- **Task to complete**: Pick out each line in the items below that contains the word "Provide", and copy those lines. Case counts.

--------------------------------

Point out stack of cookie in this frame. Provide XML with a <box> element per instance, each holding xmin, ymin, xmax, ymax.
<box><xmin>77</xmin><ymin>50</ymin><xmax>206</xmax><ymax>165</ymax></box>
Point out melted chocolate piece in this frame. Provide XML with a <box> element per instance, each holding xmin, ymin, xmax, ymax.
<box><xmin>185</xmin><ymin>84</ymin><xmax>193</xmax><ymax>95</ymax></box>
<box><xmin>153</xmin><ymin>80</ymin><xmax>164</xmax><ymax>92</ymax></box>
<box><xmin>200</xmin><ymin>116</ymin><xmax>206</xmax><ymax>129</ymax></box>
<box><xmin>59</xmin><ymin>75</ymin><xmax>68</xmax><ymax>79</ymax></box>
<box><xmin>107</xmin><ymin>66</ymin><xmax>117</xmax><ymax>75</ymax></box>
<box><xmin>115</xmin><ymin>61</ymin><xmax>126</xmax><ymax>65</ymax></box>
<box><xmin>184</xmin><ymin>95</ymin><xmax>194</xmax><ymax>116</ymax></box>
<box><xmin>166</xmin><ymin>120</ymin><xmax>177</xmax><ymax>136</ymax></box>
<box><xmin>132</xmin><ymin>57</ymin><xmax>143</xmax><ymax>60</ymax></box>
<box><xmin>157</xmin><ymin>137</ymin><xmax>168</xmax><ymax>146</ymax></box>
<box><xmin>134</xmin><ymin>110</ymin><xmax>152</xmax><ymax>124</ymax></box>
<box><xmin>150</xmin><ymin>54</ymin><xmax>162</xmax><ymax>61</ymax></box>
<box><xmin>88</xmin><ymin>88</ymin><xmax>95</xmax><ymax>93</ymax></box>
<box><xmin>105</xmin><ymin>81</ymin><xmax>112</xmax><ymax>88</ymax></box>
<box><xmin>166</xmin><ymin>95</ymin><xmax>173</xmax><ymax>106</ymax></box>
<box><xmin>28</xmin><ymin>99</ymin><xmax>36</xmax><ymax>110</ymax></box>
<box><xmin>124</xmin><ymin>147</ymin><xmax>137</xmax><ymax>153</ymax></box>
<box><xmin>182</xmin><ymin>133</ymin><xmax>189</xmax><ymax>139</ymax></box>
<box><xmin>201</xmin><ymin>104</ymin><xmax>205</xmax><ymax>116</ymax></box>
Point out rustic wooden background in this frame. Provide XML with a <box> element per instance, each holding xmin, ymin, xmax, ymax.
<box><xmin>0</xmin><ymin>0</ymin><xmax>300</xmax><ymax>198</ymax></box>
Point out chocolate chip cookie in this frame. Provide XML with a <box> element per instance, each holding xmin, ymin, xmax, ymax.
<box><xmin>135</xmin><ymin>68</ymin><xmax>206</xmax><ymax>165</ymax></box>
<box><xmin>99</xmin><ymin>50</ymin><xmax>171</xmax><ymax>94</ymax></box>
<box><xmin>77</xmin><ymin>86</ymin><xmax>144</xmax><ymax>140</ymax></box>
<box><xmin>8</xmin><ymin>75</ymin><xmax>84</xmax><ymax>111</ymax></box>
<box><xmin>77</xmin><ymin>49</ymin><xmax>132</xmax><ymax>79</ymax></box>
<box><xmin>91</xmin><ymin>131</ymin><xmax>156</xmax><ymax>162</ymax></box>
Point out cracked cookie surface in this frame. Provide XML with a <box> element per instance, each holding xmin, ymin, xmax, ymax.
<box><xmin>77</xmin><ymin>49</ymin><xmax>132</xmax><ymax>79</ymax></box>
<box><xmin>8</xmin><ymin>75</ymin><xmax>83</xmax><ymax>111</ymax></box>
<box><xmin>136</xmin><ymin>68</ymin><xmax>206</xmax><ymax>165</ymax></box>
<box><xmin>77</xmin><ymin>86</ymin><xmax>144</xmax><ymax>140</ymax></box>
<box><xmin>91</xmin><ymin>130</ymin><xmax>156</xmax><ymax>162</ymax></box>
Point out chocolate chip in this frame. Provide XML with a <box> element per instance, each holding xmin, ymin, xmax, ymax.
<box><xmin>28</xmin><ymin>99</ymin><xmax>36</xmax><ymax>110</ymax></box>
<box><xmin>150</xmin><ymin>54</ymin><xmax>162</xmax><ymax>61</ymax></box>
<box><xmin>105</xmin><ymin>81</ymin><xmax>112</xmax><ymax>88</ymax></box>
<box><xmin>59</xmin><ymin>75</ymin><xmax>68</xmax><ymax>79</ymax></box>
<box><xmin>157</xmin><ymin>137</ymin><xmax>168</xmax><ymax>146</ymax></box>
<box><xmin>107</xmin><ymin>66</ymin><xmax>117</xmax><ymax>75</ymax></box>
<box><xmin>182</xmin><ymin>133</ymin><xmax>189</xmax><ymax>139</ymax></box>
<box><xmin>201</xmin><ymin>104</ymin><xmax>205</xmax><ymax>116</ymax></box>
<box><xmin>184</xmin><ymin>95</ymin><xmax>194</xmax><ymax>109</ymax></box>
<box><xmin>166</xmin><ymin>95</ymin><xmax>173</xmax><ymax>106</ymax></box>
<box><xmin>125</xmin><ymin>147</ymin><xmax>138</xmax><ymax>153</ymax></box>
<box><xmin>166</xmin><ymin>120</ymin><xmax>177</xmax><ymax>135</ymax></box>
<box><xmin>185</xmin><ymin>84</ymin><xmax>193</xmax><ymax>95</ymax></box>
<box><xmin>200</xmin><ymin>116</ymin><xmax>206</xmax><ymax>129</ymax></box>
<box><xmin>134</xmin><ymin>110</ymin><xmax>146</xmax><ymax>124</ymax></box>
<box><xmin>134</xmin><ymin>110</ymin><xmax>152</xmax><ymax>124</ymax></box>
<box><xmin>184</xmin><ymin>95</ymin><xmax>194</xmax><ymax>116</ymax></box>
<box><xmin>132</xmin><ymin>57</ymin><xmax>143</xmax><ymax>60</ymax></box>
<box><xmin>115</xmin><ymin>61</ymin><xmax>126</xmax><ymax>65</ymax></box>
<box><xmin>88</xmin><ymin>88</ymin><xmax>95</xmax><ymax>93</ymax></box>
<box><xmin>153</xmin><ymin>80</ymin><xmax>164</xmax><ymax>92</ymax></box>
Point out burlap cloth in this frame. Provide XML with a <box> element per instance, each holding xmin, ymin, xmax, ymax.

--------------------------------

- **Result**:
Point out stack of cookie in this frame. Provide XML with a <box> element per instance, each holding xmin, ymin, xmax, ymax.
Point out melted chocolate piece in this frame. Provide XML with a <box> element per instance, each holding xmin, ymin, xmax, ymax.
Point out rustic wooden background in this frame. Provide XML with a <box> element per instance, each holding xmin, ymin, xmax, ymax.
Point out chocolate chip cookie in this frame. Provide XML with a <box> element per instance, each holding xmin, ymin, xmax, ymax.
Point out cracked cookie surface in this frame. Provide XML with a <box> element per instance, each holding xmin, ymin, xmax, ymax.
Point out chocolate chip in this frame. Provide XML with a <box> element per instance, each holding xmin, ymin, xmax, ymax.
Point out burlap cloth in this frame. Provide XML with a <box> element per instance, each holding xmin, ymin, xmax, ymax.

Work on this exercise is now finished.